**Problem 1**
Reproduce the passage of the elderflower cordial text from "As we fade into" up to and including "with a cordial.", word for word.
**Problem 2**
Carry on the elderflower cordial text from the point where it stops.

Backyard Elderflower Cordial

As we fade into the depths of summer heat, foraging can be a little thin within city limits, but there is one delight that just seems to be every where this time of year: Elderberry flowers. And what better way to pair the sweet and subtle flavor of those flowers with a cordial. 

Elderberry is a large shrub, and can even grow into a small tree. The leaves are a lush dark green, slightly serrated on their edges, and each leave should be opposite to another. The flowers are cream-colored, not white with a sweet fragrance. A good rule to live by is to not take more than a few flower heads from each elderberry bush: this ensures that the bush will have enough to spread itself and makes you find more bushes (it’s never a good thing to have only one spot for anything you forage for) and, most importantly, selective picking means you can come back in a few months for the berries. For best cut flowers pick either in the morning or evening.

In the ol' USofA, the term "cordial" usually refers to an alcoholic liqueur. Whereas in other parts of the world, it's just a sweetened concentrated fruit syrup that is added to water or sparkling water to make a refreshing beverage. Elderflower cordials mix well with almost everything, adding a floral sweet smelling syrup to champagne or seltzer water, or better yet a martini. It has a delicate scent, very sweet and just a lil' bit spicy.

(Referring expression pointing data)

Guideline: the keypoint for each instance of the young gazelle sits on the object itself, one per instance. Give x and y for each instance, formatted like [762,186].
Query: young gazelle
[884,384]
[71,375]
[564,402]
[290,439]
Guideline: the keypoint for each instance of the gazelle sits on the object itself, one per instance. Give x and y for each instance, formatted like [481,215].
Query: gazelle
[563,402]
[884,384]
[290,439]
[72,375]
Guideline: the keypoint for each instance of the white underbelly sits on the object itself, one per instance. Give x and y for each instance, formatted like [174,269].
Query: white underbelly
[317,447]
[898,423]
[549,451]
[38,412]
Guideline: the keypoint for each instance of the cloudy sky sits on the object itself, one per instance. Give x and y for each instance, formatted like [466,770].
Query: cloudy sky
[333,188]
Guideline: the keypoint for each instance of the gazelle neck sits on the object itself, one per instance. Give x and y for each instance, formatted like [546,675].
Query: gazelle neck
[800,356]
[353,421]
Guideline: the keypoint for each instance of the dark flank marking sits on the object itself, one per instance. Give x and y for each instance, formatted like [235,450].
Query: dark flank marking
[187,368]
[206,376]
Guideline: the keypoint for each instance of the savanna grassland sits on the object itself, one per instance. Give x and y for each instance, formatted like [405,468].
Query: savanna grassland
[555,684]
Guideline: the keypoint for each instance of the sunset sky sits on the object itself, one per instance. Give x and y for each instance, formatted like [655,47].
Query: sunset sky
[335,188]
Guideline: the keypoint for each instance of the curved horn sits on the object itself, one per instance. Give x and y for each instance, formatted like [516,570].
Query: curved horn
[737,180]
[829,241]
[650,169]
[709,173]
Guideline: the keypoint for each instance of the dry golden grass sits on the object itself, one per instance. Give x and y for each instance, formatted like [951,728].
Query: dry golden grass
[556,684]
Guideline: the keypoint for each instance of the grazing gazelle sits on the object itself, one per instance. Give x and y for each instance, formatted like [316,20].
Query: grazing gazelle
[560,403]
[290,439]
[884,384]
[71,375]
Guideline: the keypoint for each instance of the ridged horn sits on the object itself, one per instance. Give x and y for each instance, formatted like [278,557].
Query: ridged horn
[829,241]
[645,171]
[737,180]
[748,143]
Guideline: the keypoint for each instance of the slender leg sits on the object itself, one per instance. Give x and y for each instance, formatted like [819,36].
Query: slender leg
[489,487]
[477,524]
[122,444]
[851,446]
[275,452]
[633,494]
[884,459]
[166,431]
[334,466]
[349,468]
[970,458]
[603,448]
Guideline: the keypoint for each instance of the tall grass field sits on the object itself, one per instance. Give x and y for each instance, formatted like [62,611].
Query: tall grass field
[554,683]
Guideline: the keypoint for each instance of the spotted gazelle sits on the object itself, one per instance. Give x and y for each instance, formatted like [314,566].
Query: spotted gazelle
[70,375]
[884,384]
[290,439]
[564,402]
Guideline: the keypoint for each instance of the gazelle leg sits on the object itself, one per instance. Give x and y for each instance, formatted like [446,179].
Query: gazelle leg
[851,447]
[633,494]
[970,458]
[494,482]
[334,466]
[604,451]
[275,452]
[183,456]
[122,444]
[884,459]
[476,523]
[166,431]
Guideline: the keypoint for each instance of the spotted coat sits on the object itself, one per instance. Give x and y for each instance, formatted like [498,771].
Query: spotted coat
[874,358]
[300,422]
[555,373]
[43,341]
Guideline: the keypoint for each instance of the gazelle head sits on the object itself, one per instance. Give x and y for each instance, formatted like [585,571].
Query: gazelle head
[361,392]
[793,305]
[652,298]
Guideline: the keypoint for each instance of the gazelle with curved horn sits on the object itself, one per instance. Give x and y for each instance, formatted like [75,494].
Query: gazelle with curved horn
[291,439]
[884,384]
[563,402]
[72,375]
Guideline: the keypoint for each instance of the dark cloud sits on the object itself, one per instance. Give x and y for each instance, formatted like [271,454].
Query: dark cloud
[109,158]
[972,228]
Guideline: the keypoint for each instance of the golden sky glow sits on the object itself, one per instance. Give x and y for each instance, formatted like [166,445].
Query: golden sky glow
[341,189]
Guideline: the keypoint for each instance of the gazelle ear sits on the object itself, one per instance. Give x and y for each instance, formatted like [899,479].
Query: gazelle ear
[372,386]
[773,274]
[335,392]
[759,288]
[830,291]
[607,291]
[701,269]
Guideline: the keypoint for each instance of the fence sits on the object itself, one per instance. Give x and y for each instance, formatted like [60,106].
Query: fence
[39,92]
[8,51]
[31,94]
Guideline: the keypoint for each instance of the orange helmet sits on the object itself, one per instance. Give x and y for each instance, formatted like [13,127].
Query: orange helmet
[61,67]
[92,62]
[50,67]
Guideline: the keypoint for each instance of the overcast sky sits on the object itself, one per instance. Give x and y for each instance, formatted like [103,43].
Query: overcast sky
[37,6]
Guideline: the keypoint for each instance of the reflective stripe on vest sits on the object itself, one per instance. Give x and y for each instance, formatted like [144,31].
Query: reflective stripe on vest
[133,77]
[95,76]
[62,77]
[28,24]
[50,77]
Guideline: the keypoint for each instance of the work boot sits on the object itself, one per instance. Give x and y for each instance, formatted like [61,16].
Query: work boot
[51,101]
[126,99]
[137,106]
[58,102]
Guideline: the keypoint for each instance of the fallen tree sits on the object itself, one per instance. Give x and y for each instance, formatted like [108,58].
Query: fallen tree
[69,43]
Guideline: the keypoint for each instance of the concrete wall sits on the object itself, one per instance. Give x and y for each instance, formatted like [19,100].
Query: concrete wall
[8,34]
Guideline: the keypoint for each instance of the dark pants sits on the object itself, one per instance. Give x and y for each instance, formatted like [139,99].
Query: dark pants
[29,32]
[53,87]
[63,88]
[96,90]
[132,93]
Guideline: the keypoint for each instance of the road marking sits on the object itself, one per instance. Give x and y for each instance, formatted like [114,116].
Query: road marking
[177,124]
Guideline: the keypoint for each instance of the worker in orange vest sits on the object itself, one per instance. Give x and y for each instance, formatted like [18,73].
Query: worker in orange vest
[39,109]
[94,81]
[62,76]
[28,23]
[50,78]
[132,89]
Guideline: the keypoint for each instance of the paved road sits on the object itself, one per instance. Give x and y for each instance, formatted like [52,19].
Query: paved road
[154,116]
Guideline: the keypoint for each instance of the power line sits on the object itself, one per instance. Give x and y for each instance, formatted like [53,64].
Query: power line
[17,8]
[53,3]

**Result 1**
As we fade into the depths of summer heat, foraging can be a little thin within city limits, but there is one delight that just seems to be every where this time of year: Elderberry flowers. And what better way to pair the sweet and subtle flavor of those flowers with a cordial.

**Result 2**
1 pint water
2 cups sugar
Juice and zest of 2 lemons
12 elderflower heads, stems removed (about 1 cup of flowers)

Note: For longer shelf life use citric acid in your cordial as a preservative to reduce the fermentation process. We used twice as much lemon in the recipe instead. This method does the job, but imparts a slight lemon flavor, which i think compliments the elderflower flavor. Also note: cutting board made by bloom's #1 handy man marshall hawthorne <3



Snip off the flowers from the stalks into a quart sized mason jar. Try to remove as much of the stems as you can because they are toxic. A few stray bits of stems will not hurt you, but you want to minimize that.

Zest the lemons and add it to the jar along with the lemon juice.

Bring the sugar and water to a boil, stirring occasionally to dissolve. Let the syrup cool to room temperature. Pour the syrup over the flowers, lemons et al and stir to combine. Cover the jar with cheesecloth and let sit for 2-4 days.

When ready, strain it through the cheesecloth into another clean jar. Seal the jar and store in the fridge.